■ **WHAT TO PRODUCE**
This task calls for every entry below to be repeated exactly, without the pictures.

---------- DATA FOR PROCESSING

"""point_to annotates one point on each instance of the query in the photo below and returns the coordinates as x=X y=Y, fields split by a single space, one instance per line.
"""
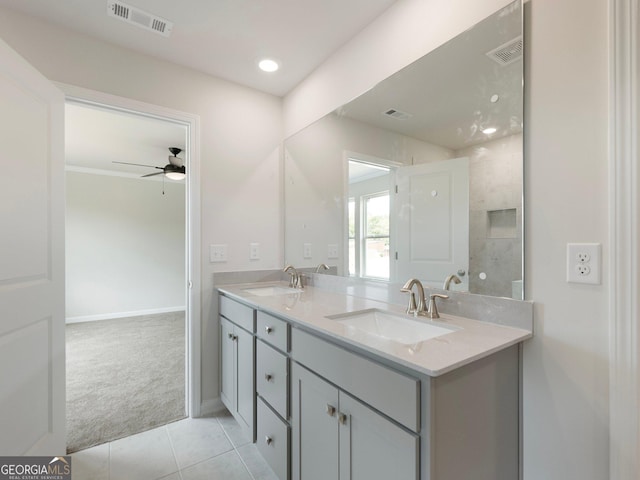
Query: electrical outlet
x=254 y=251
x=217 y=253
x=583 y=263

--------------------

■ **RESULT OF THIS TASK**
"""point_to annotates one point on each instance of the query in the photo below and returns the coordinates as x=X y=Y, fields split by a single space, one instance per line.
"""
Query: electrical outlet
x=254 y=251
x=217 y=253
x=583 y=263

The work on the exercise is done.